▸ **Article**
When Spike Smigelski ’13 closes his eyes, sometimes he can still feel the pitch and yaw inherent to a ship at sea. The rocking is rooted in last summer, when he sailed three hundred miles along Maine’s coast with two of his best friends. Spike, a filmmaker, documented their adventure, and the resulting film, Maine Sail, explores sustainable aquaculture practices from York to Isle Au Haut.

Maine Sail premiered on OutsideTV and screened earlier this month at the Montauk Film Festival. The film follows adventurer Willis Brown as he breaks bread (or shucks oysters) with farmers, fisherwomen, and founders of Maine’s sustainable food movement. Captain Ben Hayden helms the boat while Spike films everything. Touring the state’s most inventive, and often best-tasting, organic farms and businesses, the guys learn about everything from curbing the invasive green crab species to the sea-to-table processes of award-winning chefs.
 

Willis Brown, Ben Hayden, Spike Smigelski ’13
Willis Brown (left), Ben Hayden, and Spike Smigelski ’13 sailed 300 miles along the Maine coast filming footage for Maine Sail.

▸ **Given entries**
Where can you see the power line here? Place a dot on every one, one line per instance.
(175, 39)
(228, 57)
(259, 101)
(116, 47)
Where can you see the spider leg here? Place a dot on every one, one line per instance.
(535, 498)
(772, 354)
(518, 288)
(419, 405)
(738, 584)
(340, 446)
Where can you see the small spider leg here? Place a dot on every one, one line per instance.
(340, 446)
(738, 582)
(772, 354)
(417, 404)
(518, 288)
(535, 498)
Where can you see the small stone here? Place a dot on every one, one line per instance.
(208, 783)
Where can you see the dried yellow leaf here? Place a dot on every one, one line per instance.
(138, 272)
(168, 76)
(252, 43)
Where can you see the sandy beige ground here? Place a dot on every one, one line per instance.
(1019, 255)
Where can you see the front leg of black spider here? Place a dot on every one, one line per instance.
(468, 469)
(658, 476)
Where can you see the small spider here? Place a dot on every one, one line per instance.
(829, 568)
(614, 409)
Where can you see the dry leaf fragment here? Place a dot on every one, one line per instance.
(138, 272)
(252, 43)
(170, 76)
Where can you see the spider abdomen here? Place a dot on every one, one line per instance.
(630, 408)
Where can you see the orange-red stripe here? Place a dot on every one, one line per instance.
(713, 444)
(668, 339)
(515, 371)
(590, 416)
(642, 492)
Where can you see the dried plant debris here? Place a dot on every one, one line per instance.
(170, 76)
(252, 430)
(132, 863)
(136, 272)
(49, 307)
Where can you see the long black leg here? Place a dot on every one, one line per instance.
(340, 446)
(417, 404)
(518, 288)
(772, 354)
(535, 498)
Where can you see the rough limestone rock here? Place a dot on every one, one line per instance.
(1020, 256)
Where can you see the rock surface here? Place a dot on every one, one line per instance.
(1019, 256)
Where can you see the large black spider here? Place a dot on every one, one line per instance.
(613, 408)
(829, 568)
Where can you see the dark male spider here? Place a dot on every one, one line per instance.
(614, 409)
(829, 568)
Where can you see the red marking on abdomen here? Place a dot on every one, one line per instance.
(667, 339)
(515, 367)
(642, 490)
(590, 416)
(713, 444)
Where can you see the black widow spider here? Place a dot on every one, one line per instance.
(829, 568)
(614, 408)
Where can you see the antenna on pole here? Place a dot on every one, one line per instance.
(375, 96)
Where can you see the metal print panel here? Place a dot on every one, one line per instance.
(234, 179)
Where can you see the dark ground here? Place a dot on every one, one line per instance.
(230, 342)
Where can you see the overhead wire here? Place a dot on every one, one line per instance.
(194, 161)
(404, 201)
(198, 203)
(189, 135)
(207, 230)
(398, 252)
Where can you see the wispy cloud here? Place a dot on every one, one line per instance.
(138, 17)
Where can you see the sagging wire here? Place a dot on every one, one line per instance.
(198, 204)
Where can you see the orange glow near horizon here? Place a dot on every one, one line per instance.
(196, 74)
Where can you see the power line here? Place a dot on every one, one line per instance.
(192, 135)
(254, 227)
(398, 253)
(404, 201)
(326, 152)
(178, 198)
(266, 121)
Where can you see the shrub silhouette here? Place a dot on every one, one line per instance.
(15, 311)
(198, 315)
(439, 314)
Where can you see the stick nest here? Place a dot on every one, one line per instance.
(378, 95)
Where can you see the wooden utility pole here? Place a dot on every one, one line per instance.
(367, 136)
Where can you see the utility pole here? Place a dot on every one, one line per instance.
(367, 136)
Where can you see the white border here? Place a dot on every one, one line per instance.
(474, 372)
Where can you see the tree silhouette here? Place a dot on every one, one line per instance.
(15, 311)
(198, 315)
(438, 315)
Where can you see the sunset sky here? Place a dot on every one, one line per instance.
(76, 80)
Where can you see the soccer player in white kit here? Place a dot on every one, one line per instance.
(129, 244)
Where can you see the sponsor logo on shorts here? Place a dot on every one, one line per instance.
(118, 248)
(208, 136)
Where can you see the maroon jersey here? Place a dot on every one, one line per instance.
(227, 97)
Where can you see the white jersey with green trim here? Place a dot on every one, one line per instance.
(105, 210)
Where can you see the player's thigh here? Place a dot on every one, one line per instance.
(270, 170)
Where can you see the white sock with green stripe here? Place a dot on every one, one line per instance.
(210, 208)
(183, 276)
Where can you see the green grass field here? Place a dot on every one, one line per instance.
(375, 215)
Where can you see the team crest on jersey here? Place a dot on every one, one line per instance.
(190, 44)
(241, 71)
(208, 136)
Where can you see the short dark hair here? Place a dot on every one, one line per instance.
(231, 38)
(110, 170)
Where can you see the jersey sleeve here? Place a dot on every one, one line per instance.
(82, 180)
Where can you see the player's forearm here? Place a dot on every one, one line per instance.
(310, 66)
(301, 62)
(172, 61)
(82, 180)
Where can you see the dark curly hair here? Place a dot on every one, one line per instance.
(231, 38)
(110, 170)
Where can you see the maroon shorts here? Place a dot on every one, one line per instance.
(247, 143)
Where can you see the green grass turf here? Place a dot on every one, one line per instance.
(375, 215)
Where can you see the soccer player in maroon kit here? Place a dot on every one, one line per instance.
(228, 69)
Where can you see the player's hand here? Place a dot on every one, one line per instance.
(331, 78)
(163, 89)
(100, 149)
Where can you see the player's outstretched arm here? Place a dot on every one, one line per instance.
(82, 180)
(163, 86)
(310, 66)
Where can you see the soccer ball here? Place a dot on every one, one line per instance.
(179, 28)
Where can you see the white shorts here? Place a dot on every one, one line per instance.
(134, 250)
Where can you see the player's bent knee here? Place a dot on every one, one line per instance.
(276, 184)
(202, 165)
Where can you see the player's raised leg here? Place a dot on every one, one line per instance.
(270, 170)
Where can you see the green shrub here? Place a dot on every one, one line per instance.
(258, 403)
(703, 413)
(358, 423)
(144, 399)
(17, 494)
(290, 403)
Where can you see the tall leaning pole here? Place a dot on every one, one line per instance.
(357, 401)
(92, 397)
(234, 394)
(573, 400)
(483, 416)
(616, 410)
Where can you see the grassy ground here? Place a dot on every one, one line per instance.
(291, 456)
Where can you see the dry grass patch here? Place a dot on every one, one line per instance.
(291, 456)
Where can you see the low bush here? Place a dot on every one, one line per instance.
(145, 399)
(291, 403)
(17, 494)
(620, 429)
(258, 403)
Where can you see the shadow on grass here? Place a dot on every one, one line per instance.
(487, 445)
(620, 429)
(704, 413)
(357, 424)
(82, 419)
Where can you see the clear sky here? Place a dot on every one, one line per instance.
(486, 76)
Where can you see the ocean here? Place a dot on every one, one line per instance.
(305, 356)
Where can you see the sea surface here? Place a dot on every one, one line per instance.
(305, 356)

▸ **What is asked**
From the Maine Sail article, extract the passage starting at "Maine Sail premiered" and ending at "for Maine Sail.", copied word for word.

▸ **Expected output**
Maine Sail premiered on OutsideTV and screened earlier this month at the Montauk Film Festival. The film follows adventurer Willis Brown as he breaks bread (or shucks oysters) with farmers, fisherwomen, and founders of Maine’s sustainable food movement. Captain Ben Hayden helms the boat while Spike films everything. Touring the state’s most inventive, and often best-tasting, organic farms and businesses, the guys learn about everything from curbing the invasive green crab species to the sea-to-table processes of award-winning chefs.
 

Willis Brown, Ben Hayden, Spike Smigelski ’13
Willis Brown (left), Ben Hayden, and Spike Smigelski ’13 sailed 300 miles along the Maine coast filming footage for Maine Sail.